Could you print exactly the lines of the listing below, starting at the line that has "Target: white door" and ending at the line that has "Target: black roof", and only those lines?

= = = = = = =

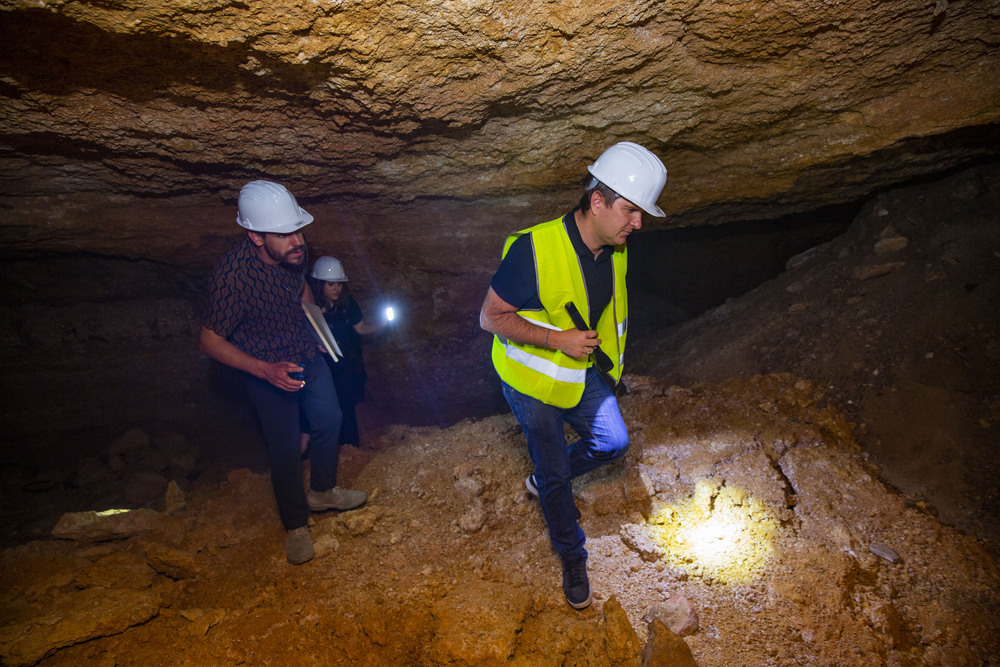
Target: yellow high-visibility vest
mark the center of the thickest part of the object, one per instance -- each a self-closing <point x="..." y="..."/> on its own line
<point x="551" y="376"/>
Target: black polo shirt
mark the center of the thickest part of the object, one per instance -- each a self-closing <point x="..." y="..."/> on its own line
<point x="516" y="283"/>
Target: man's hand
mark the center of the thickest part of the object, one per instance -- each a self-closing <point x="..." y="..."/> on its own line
<point x="577" y="344"/>
<point x="499" y="317"/>
<point x="280" y="375"/>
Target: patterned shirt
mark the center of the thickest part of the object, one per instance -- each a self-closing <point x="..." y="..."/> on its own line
<point x="257" y="307"/>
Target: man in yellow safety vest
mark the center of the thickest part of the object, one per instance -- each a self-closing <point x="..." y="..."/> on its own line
<point x="554" y="368"/>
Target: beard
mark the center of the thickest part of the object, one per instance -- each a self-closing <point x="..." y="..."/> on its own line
<point x="284" y="259"/>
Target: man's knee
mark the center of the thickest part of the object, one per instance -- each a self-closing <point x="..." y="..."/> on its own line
<point x="611" y="449"/>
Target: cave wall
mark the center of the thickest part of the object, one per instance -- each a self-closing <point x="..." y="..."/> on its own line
<point x="766" y="106"/>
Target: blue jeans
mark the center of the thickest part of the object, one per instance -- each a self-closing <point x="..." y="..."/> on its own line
<point x="278" y="413"/>
<point x="603" y="438"/>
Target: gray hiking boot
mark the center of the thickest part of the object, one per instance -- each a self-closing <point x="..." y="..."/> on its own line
<point x="530" y="484"/>
<point x="298" y="546"/>
<point x="335" y="499"/>
<point x="576" y="584"/>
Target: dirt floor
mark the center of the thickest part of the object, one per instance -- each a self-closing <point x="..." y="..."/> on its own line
<point x="812" y="481"/>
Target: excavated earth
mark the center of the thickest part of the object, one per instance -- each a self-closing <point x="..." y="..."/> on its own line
<point x="783" y="502"/>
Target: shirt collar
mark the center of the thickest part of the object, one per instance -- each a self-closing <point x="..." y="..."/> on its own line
<point x="569" y="221"/>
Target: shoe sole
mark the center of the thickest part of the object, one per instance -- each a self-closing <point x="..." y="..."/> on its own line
<point x="323" y="508"/>
<point x="300" y="562"/>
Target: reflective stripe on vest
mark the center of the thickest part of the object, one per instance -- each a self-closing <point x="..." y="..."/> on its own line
<point x="549" y="375"/>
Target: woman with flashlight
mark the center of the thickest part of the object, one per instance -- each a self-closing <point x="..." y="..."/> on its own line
<point x="346" y="322"/>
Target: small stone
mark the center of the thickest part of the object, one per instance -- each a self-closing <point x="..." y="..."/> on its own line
<point x="884" y="552"/>
<point x="890" y="245"/>
<point x="676" y="613"/>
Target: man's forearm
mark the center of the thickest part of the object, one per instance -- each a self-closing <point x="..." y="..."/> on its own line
<point x="224" y="352"/>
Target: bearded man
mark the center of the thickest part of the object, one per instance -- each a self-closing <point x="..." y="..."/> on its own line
<point x="254" y="322"/>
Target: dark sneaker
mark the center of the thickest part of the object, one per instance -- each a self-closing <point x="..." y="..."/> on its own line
<point x="298" y="546"/>
<point x="529" y="484"/>
<point x="576" y="585"/>
<point x="335" y="499"/>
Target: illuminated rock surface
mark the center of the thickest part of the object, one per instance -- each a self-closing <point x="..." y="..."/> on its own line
<point x="402" y="581"/>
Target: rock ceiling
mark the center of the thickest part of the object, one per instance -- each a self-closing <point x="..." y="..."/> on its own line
<point x="758" y="108"/>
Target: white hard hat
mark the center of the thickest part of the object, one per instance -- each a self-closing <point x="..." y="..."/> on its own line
<point x="269" y="207"/>
<point x="633" y="172"/>
<point x="329" y="269"/>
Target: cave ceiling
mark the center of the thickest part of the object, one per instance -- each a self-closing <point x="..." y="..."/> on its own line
<point x="757" y="108"/>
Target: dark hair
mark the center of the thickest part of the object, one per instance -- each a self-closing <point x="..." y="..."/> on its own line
<point x="590" y="184"/>
<point x="316" y="285"/>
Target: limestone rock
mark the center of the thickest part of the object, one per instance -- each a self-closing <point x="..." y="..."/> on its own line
<point x="478" y="624"/>
<point x="172" y="562"/>
<point x="665" y="649"/>
<point x="757" y="108"/>
<point x="108" y="525"/>
<point x="76" y="618"/>
<point x="677" y="614"/>
<point x="619" y="638"/>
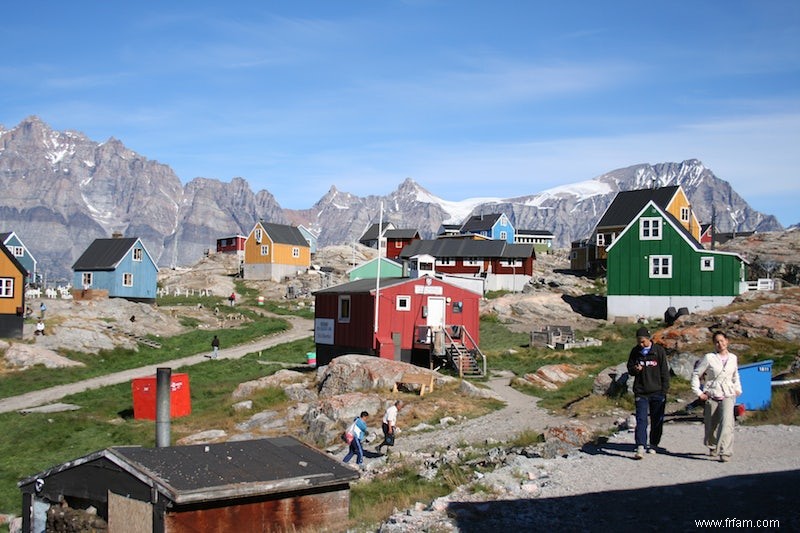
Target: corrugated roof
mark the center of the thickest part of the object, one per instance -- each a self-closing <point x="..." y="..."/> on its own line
<point x="480" y="222"/>
<point x="467" y="248"/>
<point x="627" y="204"/>
<point x="187" y="474"/>
<point x="284" y="234"/>
<point x="104" y="254"/>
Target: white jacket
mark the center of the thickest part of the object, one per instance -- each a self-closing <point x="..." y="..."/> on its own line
<point x="722" y="381"/>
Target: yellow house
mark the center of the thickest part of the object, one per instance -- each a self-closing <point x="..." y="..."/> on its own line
<point x="625" y="206"/>
<point x="275" y="251"/>
<point x="12" y="294"/>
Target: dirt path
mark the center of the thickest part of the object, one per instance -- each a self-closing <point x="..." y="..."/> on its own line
<point x="300" y="328"/>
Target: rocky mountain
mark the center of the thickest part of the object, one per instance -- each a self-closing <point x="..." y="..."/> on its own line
<point x="61" y="190"/>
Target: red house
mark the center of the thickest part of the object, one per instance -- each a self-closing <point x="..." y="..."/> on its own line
<point x="420" y="321"/>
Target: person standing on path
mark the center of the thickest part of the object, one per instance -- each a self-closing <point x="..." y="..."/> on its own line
<point x="389" y="425"/>
<point x="722" y="386"/>
<point x="215" y="347"/>
<point x="648" y="365"/>
<point x="359" y="431"/>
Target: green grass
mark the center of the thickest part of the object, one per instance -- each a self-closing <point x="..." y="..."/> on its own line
<point x="109" y="361"/>
<point x="35" y="442"/>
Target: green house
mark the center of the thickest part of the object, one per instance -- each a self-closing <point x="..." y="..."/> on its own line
<point x="369" y="270"/>
<point x="655" y="264"/>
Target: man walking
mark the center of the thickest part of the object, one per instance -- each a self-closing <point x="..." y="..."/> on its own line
<point x="389" y="424"/>
<point x="648" y="365"/>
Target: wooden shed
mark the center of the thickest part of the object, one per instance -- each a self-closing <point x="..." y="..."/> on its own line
<point x="417" y="319"/>
<point x="265" y="485"/>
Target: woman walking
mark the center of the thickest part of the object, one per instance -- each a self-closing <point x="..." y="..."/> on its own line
<point x="722" y="386"/>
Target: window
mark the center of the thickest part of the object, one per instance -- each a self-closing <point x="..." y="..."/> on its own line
<point x="6" y="287"/>
<point x="344" y="308"/>
<point x="660" y="266"/>
<point x="650" y="229"/>
<point x="403" y="303"/>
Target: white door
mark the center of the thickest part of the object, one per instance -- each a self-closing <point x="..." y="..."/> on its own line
<point x="436" y="312"/>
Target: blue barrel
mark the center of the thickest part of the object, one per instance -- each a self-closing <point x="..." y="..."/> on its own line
<point x="756" y="381"/>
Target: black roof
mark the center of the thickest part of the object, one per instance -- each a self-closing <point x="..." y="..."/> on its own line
<point x="284" y="234"/>
<point x="104" y="254"/>
<point x="627" y="204"/>
<point x="13" y="259"/>
<point x="467" y="248"/>
<point x="480" y="222"/>
<point x="202" y="472"/>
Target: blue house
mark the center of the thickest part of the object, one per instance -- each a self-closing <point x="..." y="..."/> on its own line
<point x="121" y="266"/>
<point x="20" y="253"/>
<point x="493" y="226"/>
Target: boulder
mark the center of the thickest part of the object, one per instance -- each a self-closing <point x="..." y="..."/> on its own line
<point x="551" y="377"/>
<point x="24" y="356"/>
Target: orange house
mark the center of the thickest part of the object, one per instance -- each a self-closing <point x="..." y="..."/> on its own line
<point x="12" y="294"/>
<point x="274" y="252"/>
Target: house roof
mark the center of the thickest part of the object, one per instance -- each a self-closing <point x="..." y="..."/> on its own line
<point x="13" y="259"/>
<point x="104" y="254"/>
<point x="627" y="204"/>
<point x="364" y="286"/>
<point x="401" y="233"/>
<point x="284" y="234"/>
<point x="537" y="232"/>
<point x="467" y="248"/>
<point x="480" y="222"/>
<point x="237" y="469"/>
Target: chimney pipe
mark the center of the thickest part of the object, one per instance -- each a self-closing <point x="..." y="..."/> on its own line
<point x="163" y="405"/>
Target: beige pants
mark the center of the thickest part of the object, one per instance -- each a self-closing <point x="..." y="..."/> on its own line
<point x="718" y="418"/>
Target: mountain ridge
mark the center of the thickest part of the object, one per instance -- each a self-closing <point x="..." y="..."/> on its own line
<point x="61" y="190"/>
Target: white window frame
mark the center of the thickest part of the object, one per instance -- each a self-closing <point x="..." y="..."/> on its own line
<point x="342" y="316"/>
<point x="660" y="266"/>
<point x="650" y="228"/>
<point x="403" y="303"/>
<point x="6" y="287"/>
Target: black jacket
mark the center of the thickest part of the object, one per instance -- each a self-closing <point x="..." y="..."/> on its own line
<point x="654" y="376"/>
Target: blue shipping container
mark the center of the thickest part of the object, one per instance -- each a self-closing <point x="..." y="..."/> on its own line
<point x="756" y="381"/>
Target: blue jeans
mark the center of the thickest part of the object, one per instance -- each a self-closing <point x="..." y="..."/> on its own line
<point x="357" y="450"/>
<point x="651" y="406"/>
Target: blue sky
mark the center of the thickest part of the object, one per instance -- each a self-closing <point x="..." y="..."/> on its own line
<point x="470" y="99"/>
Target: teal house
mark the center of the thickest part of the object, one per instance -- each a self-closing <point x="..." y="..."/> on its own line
<point x="369" y="269"/>
<point x="121" y="266"/>
<point x="655" y="264"/>
<point x="21" y="254"/>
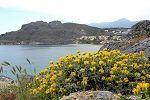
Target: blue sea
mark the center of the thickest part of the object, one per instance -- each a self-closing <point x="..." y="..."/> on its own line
<point x="39" y="55"/>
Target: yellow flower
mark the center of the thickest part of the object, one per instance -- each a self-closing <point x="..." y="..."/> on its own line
<point x="105" y="49"/>
<point x="51" y="62"/>
<point x="62" y="90"/>
<point x="148" y="75"/>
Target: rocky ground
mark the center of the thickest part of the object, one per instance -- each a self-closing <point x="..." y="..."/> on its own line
<point x="96" y="95"/>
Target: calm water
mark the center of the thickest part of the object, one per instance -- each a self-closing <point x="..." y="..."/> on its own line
<point x="38" y="55"/>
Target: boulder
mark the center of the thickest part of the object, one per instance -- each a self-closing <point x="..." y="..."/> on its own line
<point x="91" y="95"/>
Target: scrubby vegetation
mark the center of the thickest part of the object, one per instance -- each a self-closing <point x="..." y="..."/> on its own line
<point x="104" y="70"/>
<point x="114" y="71"/>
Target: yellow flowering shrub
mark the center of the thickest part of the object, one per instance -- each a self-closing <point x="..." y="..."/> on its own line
<point x="104" y="70"/>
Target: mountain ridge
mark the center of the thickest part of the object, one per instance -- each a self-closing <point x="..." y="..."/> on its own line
<point x="53" y="32"/>
<point x="121" y="23"/>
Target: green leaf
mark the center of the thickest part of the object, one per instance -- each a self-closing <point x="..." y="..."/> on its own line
<point x="1" y="69"/>
<point x="28" y="60"/>
<point x="34" y="70"/>
<point x="5" y="63"/>
<point x="13" y="72"/>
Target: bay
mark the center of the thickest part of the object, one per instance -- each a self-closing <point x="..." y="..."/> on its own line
<point x="39" y="55"/>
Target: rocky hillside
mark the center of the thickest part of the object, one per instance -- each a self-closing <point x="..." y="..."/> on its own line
<point x="53" y="32"/>
<point x="141" y="28"/>
<point x="140" y="40"/>
<point x="121" y="23"/>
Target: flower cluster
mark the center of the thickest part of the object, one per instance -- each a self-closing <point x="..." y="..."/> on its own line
<point x="141" y="87"/>
<point x="103" y="70"/>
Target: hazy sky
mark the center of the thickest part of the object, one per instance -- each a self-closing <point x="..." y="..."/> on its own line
<point x="14" y="13"/>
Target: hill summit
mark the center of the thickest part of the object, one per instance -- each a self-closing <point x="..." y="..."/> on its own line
<point x="54" y="32"/>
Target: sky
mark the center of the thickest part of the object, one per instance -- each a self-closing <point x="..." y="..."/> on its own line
<point x="14" y="13"/>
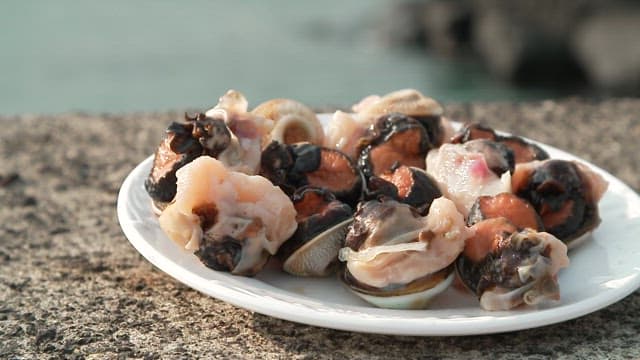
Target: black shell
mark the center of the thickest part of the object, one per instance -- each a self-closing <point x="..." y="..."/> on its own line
<point x="499" y="157"/>
<point x="304" y="164"/>
<point x="553" y="187"/>
<point x="424" y="189"/>
<point x="183" y="142"/>
<point x="330" y="213"/>
<point x="387" y="130"/>
<point x="523" y="151"/>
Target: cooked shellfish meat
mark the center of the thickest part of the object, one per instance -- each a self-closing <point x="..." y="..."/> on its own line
<point x="464" y="175"/>
<point x="183" y="142"/>
<point x="523" y="151"/>
<point x="396" y="139"/>
<point x="231" y="220"/>
<point x="249" y="133"/>
<point x="302" y="164"/>
<point x="293" y="121"/>
<point x="405" y="184"/>
<point x="516" y="210"/>
<point x="322" y="226"/>
<point x="506" y="267"/>
<point x="392" y="251"/>
<point x="564" y="193"/>
<point x="345" y="130"/>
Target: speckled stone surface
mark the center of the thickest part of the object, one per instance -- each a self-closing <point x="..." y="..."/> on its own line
<point x="71" y="285"/>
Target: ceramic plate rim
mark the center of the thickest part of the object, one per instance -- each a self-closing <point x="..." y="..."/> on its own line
<point x="301" y="309"/>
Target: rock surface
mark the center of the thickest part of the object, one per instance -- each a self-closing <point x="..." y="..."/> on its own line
<point x="72" y="286"/>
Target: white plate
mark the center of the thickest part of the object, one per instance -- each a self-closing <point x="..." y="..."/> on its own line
<point x="603" y="270"/>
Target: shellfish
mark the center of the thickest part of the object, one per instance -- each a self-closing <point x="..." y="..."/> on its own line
<point x="506" y="267"/>
<point x="232" y="221"/>
<point x="396" y="139"/>
<point x="298" y="165"/>
<point x="564" y="193"/>
<point x="183" y="142"/>
<point x="396" y="258"/>
<point x="249" y="133"/>
<point x="523" y="151"/>
<point x="407" y="185"/>
<point x="322" y="227"/>
<point x="293" y="121"/>
<point x="464" y="174"/>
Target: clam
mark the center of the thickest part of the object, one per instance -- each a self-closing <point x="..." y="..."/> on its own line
<point x="183" y="142"/>
<point x="407" y="101"/>
<point x="293" y="121"/>
<point x="322" y="227"/>
<point x="523" y="151"/>
<point x="409" y="185"/>
<point x="466" y="172"/>
<point x="294" y="166"/>
<point x="516" y="210"/>
<point x="506" y="267"/>
<point x="250" y="133"/>
<point x="499" y="157"/>
<point x="410" y="102"/>
<point x="395" y="140"/>
<point x="396" y="258"/>
<point x="232" y="221"/>
<point x="564" y="193"/>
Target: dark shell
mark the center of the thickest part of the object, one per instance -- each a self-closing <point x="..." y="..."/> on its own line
<point x="395" y="140"/>
<point x="499" y="269"/>
<point x="523" y="151"/>
<point x="322" y="224"/>
<point x="498" y="156"/>
<point x="473" y="131"/>
<point x="515" y="209"/>
<point x="434" y="126"/>
<point x="405" y="184"/>
<point x="293" y="166"/>
<point x="224" y="252"/>
<point x="558" y="192"/>
<point x="369" y="215"/>
<point x="183" y="143"/>
<point x="177" y="149"/>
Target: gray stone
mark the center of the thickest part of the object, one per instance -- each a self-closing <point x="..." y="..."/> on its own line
<point x="608" y="47"/>
<point x="71" y="285"/>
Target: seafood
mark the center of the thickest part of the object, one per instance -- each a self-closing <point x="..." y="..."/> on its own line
<point x="464" y="174"/>
<point x="506" y="267"/>
<point x="298" y="165"/>
<point x="183" y="142"/>
<point x="396" y="258"/>
<point x="249" y="133"/>
<point x="322" y="227"/>
<point x="294" y="122"/>
<point x="345" y="131"/>
<point x="407" y="185"/>
<point x="517" y="210"/>
<point x="523" y="151"/>
<point x="564" y="193"/>
<point x="395" y="140"/>
<point x="232" y="221"/>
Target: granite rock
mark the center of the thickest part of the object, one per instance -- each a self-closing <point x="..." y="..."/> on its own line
<point x="71" y="286"/>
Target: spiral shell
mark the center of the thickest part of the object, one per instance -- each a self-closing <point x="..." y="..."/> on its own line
<point x="294" y="121"/>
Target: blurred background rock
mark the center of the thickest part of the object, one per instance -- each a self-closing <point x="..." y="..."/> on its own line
<point x="120" y="56"/>
<point x="589" y="46"/>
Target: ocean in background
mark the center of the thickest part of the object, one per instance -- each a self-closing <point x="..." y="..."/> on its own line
<point x="119" y="56"/>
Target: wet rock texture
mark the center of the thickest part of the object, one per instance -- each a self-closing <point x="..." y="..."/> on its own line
<point x="71" y="286"/>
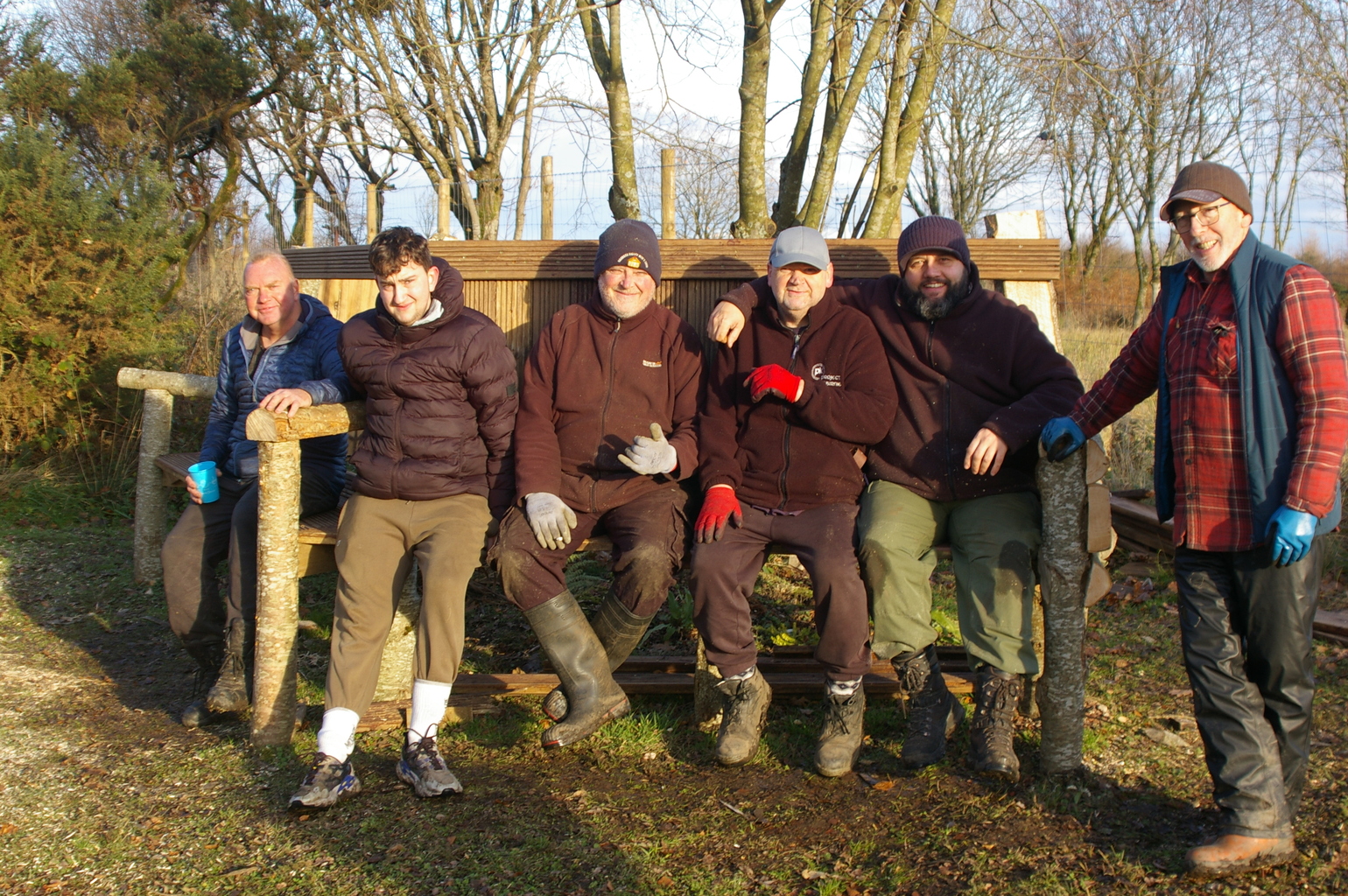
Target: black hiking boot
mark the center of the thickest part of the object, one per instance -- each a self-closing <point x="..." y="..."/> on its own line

= = = = = = =

◆ EXERCISE RESULT:
Target: white door
mark the center of the thickest part of the object, one per instance -- each a self-closing <point x="..." y="..."/> on its own line
<point x="436" y="312"/>
Target: blue barrel
mark the center of the thickest part of the object, one per instance -- each a self-closing <point x="..." y="..."/> on its own line
<point x="756" y="381"/>
Target: black roof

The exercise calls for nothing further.